__TASK ITEM A__.
Please copy these lines of the entries without any change, starting at the line that contains "506L1437 505L1438 453L1425" and ending at the line that contains "positive clicks: (470, 350)".

[[ STUDY TEXT, beginning ]]

With petrol prices and interest rates high, it would help to limit extravagant purchases this festive season and invest, till the tide turns.

With high inflation and slipping equity markets already hurting the wallet, the decision of oil marketing companies on Thursdayto hike petrol prices by Rs 3.14 a litre was added to the woes of the consumer.

Coupled with that, the Reserve Bank of India hiked key policy rates by 25 basis points on Friday, leading to a perfect recipe for a gloomy festive season.

Already two banks, State Bank of India and Bank of Maharashtra ,are talking about hiking interest rates. Some banks are also saying that there could be lesser or no discount on loan rates this season.

Interest rates on home, auto loans are hovering around 11-12 per cent. Rates have risen 325 basis points since April 2010. The latest hike will only push your equated monthly instalments (EMIs) further up. Many, therefore, may relook their plans and avoid big purchases this festive season.

[[ STUDY TEXT, end ]]
[[ RECORD EXTRACTS, beginning ]]

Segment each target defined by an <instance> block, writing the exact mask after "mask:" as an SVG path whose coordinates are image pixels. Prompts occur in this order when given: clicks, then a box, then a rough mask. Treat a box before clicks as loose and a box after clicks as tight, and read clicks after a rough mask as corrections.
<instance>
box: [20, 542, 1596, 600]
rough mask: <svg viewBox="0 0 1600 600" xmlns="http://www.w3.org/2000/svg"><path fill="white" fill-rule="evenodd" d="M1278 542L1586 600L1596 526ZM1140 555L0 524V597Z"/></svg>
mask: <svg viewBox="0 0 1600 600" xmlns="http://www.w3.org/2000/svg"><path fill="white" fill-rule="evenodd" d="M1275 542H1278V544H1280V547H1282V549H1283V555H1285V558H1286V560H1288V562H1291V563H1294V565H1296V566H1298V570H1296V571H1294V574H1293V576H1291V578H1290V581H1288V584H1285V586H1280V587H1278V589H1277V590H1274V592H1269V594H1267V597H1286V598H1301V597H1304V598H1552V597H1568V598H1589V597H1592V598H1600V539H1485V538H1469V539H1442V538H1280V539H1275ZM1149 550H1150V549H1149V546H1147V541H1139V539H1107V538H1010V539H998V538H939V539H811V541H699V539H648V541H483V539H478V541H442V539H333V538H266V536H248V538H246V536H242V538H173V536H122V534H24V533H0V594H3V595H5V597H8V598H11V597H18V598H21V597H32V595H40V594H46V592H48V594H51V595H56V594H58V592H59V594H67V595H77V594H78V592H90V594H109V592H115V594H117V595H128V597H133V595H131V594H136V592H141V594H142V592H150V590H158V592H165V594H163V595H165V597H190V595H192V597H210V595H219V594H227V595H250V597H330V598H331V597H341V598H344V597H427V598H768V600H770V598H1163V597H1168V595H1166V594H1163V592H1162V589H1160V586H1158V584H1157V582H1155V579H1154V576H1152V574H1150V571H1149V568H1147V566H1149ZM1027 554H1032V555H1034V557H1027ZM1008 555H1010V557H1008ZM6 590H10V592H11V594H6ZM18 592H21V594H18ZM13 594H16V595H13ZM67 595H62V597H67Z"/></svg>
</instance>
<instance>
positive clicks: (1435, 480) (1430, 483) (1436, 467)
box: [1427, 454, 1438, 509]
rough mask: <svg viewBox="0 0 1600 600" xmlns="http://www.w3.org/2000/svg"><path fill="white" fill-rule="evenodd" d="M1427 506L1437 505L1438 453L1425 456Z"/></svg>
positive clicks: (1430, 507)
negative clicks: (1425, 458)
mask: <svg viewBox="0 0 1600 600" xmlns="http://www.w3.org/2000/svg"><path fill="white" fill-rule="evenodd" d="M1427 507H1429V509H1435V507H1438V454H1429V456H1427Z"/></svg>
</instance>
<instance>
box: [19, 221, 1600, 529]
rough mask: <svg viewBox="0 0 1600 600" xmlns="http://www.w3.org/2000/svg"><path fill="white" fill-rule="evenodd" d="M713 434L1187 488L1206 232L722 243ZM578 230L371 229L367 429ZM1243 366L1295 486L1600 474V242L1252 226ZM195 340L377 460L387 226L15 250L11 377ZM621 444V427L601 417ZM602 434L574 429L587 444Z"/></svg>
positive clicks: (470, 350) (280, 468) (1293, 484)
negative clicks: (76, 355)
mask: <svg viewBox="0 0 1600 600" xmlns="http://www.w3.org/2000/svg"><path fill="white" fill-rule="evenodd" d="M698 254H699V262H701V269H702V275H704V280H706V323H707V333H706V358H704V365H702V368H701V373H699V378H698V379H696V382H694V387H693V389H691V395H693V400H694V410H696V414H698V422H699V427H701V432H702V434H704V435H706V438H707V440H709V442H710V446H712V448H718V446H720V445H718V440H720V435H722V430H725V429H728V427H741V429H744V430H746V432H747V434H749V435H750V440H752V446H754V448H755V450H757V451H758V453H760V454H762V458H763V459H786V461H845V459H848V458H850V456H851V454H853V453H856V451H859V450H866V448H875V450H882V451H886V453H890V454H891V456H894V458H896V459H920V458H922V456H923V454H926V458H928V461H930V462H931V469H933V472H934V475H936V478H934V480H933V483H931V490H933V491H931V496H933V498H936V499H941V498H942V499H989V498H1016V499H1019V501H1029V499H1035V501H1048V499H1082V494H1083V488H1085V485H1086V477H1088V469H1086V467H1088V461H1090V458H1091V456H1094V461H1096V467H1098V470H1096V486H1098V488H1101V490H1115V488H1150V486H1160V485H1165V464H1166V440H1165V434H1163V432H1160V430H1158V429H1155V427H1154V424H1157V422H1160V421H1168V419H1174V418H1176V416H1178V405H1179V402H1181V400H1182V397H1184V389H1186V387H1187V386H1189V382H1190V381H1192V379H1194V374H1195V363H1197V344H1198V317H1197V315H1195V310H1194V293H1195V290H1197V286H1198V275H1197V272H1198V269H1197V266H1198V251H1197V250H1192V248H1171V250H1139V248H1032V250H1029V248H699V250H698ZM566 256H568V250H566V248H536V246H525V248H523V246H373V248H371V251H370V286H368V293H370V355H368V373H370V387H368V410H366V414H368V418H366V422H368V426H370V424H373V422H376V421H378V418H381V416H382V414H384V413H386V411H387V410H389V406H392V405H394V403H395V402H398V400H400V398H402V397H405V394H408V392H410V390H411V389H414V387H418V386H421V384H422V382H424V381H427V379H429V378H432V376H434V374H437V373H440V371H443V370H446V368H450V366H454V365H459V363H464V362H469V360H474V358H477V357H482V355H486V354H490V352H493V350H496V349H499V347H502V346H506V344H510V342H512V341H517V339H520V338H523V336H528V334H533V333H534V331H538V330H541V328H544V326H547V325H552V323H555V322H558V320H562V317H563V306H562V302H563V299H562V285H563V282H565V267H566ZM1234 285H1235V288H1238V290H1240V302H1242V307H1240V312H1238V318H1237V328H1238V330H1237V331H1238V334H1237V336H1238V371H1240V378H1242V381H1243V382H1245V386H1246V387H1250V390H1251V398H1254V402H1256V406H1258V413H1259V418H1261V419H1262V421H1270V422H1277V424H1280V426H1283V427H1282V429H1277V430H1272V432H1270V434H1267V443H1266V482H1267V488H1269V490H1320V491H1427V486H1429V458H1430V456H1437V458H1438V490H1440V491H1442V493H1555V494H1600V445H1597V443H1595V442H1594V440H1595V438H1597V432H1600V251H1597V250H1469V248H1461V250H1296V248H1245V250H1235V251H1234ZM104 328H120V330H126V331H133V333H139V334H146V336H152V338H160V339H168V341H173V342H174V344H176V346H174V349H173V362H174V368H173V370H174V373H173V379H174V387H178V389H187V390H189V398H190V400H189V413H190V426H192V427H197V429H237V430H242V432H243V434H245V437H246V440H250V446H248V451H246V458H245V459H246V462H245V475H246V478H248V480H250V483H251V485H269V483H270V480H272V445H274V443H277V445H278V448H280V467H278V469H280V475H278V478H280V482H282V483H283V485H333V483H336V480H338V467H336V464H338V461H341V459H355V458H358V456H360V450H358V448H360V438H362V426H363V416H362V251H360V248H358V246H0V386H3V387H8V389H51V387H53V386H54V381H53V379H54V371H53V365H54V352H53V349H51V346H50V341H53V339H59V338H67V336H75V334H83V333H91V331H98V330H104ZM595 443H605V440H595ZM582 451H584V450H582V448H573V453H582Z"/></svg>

[[ RECORD EXTRACTS, end ]]

__TASK ITEM B__.
Using the petrol prices article, say whether each statement agrees with it, and quote the words that decide it. (i) Oil marketing companies raised petrol prices by Rs 3.14 a litre. (ii) The Reserve Bank of India raised key policy rates by 50 basis points. (iii) Rates have gone up 325 basis points since January 2010.

__ANSWER A__.
rough mask: <svg viewBox="0 0 1600 600" xmlns="http://www.w3.org/2000/svg"><path fill="white" fill-rule="evenodd" d="M1427 506L1437 505L1438 453L1425 456Z"/></svg>
positive clicks: (1430, 507)
negative clicks: (1425, 458)
mask: <svg viewBox="0 0 1600 600" xmlns="http://www.w3.org/2000/svg"><path fill="white" fill-rule="evenodd" d="M1427 507H1429V509H1435V507H1438V454H1429V456H1427Z"/></svg>
</instance>
<instance>
box: [19, 221, 1600, 529]
rough mask: <svg viewBox="0 0 1600 600" xmlns="http://www.w3.org/2000/svg"><path fill="white" fill-rule="evenodd" d="M713 434L1187 488L1206 232L722 243ZM578 230L371 229L367 429ZM1243 366L1295 486L1600 474V242L1252 226ZM195 340L377 460L387 226L15 250L11 377ZM621 444V427L601 417ZM602 434L574 429L587 444Z"/></svg>
positive clicks: (470, 350) (280, 468) (1293, 484)

__ANSWER B__.
(i) Yes: "hike petrol prices by Rs 3.14 a litre"
(ii) No: "hiked key policy rates by 25 basis points on Friday"
(iii) No: "Rates have risen 325 basis points since April 2010."